[DOCUMENT PASSAGE]:
It’s the kind of story that reminds you sport can be about something bigger than trophies. Sinfield has completed gruelling ultra-marathon challenges, once running seven marathons in seven days, and the money raised has helped fund research that could one day change lives. Rob Burrow passed away in June 2024, but his legacy, and Sinfield’s role in it, will clearly endure.

On the literary front, Malorie Blackman and Julia Donaldson are both made dames, and it’s difficult to imagine two more deserving recipients.

Blackman, the author of the groundbreaking Noughts and Crosses series, has spent decades writing fiction that challenges young readers to think seriously about race, identity, and justice. She served as Children’s Laureate from 2013 to 2015, and her influence on a generation of British readers is genuinely hard to overstate.

Donaldson, meanwhile, gave the world the Gruffalo in 1999, and that snaggle-toothed woodland beast has since sold over 13.5 million copies in the UK alone. Her books have introduced countless children to the sheer pleasure of rhyme and story. Also a former Children’s Laureate, she’s something close to a national treasure.

Honours lists can sometimes feel like a parade of the already-famous, but this one has a warmth to it. A man who ran through pain and grief for his dying friend. Two women who shaped how British children understand the world through words.

The question now, perhaps, is who else is quietly out there doing something extraordinary, and how long before we notice.

[Collected data entries]:
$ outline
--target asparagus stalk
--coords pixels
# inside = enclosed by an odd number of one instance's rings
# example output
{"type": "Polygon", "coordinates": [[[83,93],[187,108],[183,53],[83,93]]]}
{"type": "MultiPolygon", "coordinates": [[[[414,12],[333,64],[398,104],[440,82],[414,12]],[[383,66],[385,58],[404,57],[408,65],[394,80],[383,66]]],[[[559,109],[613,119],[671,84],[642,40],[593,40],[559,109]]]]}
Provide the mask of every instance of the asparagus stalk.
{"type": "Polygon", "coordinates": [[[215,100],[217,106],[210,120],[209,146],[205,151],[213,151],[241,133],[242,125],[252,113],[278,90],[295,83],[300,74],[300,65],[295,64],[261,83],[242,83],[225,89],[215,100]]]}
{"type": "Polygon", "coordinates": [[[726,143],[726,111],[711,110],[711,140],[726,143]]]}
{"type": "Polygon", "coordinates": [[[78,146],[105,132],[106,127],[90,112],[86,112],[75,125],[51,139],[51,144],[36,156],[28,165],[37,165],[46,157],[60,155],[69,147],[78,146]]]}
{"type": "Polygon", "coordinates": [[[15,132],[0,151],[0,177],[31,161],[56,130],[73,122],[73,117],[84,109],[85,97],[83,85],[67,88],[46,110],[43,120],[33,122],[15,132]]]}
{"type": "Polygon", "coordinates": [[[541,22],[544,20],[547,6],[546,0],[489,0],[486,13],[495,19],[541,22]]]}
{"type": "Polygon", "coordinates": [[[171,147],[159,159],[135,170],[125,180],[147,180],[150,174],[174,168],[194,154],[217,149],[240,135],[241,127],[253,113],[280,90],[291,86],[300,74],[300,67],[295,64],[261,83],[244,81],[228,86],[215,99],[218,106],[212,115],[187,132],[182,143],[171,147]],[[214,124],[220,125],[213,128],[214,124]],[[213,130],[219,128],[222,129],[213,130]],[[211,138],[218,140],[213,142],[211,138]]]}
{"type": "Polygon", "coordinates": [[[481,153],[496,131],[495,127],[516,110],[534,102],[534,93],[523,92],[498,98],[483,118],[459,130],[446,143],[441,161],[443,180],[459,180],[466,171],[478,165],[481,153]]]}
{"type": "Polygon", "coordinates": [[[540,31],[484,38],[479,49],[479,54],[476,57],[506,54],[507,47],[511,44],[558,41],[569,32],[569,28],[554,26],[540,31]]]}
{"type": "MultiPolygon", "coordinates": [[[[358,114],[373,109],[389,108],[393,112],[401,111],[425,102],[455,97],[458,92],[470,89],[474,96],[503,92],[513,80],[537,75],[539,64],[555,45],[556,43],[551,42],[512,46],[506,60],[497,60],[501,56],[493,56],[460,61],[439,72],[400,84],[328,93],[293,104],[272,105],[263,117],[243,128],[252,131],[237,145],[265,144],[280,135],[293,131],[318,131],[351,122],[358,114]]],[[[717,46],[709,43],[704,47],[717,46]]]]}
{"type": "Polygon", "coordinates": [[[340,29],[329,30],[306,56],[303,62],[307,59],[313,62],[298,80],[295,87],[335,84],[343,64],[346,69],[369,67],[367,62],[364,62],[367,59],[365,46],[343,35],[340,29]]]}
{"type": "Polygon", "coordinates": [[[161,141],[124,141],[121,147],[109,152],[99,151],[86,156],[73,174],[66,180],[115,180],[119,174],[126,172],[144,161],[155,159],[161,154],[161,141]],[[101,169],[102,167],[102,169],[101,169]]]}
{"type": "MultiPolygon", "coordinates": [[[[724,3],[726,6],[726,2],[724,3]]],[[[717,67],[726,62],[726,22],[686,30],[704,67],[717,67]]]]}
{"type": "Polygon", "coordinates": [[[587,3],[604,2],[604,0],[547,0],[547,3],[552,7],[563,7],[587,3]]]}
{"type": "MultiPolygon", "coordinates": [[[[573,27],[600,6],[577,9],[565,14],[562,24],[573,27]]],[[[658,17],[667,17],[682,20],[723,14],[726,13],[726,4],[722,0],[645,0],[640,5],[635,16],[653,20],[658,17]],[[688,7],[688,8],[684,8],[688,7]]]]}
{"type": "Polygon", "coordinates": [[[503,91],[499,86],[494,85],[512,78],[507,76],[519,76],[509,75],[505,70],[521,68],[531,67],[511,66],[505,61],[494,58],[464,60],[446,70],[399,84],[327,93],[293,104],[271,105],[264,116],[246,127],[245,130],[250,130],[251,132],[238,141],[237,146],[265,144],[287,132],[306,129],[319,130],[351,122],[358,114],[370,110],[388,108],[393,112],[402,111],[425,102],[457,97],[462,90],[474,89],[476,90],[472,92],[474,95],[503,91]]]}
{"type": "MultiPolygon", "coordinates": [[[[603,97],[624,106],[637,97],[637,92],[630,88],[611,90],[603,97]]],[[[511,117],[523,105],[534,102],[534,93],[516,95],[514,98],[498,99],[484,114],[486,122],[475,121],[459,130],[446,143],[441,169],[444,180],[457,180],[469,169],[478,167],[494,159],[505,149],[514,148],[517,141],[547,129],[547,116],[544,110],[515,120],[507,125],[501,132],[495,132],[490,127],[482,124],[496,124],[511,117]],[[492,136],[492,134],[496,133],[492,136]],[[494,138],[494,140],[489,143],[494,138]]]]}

[TASKS]:
A - Answer these questions using the honours passage above the items.
(i) How many marathons did Sinfield once run in seven days?
(ii) During which years did Blackman serve as Children's Laureate?
(iii) In what year did Donaldson give the world the Gruffalo?
B - Copy out the honours passage exactly, starting at "Honours lists can" and ending at "world through words.".

[IN RESPONSE]:
A -
(i) Seven marathons.
(ii) From 2013 to 2015.
(iii) 1999.

B -
Honours lists can sometimes feel like a parade of the already-famous, but this one has a warmth to it. A man who ran through pain and grief for his dying friend. Two women who shaped how British children understand the world through words.